WHAT YOU WILL DO: Retype the data exactly, skipping any picture in it.

+++ EXCERPTED DATA +++

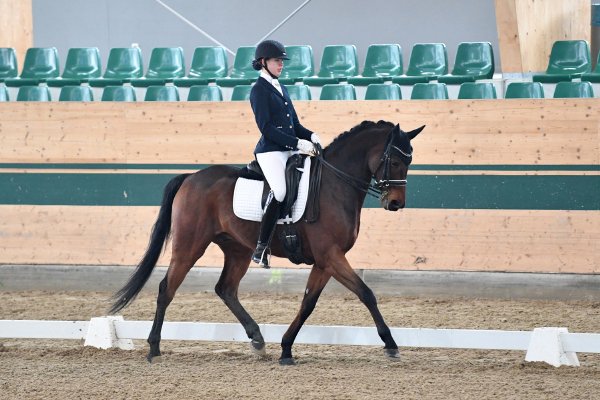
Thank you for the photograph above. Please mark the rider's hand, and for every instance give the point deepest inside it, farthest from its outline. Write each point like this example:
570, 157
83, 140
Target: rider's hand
306, 147
315, 139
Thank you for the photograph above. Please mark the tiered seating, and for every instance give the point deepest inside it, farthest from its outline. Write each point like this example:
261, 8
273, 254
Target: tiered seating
33, 93
166, 64
565, 90
123, 65
474, 61
76, 93
3, 94
382, 63
569, 59
299, 66
476, 90
83, 64
335, 91
299, 92
242, 72
427, 62
41, 64
118, 93
338, 62
595, 75
205, 93
382, 91
208, 64
241, 93
524, 90
161, 93
429, 91
8, 63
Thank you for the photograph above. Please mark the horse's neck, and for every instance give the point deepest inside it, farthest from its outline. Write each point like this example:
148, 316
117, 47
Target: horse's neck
351, 157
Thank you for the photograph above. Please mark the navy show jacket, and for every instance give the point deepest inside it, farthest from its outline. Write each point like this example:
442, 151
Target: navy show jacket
276, 118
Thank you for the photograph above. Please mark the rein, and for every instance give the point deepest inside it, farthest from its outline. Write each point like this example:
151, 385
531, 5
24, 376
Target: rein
379, 188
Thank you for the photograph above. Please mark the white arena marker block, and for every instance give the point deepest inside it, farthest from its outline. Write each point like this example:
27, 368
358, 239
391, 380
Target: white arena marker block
101, 334
546, 346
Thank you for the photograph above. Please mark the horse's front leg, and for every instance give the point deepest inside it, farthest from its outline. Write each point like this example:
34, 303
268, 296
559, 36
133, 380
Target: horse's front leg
237, 260
317, 280
342, 272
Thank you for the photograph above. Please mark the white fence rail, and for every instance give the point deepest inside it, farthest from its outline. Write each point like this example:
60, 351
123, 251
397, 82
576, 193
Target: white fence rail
555, 346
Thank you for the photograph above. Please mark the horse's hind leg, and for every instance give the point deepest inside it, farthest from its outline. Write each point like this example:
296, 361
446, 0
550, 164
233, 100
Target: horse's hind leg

+++

WRITTEN ANSWER:
Thank you for the photograph above. Please mark the rider's hand, and for every instance give the point deepest inside it, farthest from its outline. Write each point like this example:
570, 157
83, 140
Target: rider's hand
306, 147
315, 139
Thank you for the photograph above. Please mark the tiered seating, and for every instance give the point deepest inside it, farthest from its outline. Write each point like this example:
261, 8
273, 254
Target: tiered seating
33, 93
166, 64
565, 90
123, 65
474, 61
76, 93
3, 94
382, 63
569, 59
299, 66
476, 90
83, 64
335, 91
299, 92
242, 72
427, 62
41, 64
118, 93
338, 62
595, 75
205, 93
382, 91
208, 64
241, 93
524, 90
161, 93
429, 91
8, 63
Thank you for the photograph above. Please mark the horse's neck, and for every instance give the point deepest inside it, farthest from its outline. Write each point like this example:
148, 316
117, 47
Target: horse's neck
351, 157
Thank you for the photograph above. Please mark the navy show jacket, and for every instance give the point deepest inside it, farthest from its outline. Write each point like this example:
442, 151
Target: navy show jacket
276, 118
Thank you for the photograph above. Please mark the rein, and for every instance give the point deepest inside it, farthest from its outline. Write each point like this example:
151, 385
531, 5
24, 376
Target: rein
379, 188
Thank you for the photograph above. Please mark the white arena marker block, and for every instance give the point deepest inside it, farthest from its outline. Write each point like this example:
27, 368
358, 239
391, 380
Target: white arena marker block
101, 334
546, 346
Thank you for the photograph above. Please mark the horse's front leg, and for every instance give the point deepest inside it, farthest from its outline. Write each point like this example:
34, 303
268, 296
559, 36
133, 380
Target: horse's front leg
237, 260
317, 280
342, 272
Thank you for the photograph above. Please mark the white fence rail, and for every instance give the point deepest inside it, farthest from its outline. Write each point like this example:
60, 351
123, 251
397, 82
576, 193
Target: white fence rail
555, 346
Thank you for the photograph above. Please mark the horse's hind leg, and for every instance give the point deepest inside it, farthest from its outline. Write each point like this example:
296, 361
446, 0
550, 164
233, 100
Target: horse's hind leg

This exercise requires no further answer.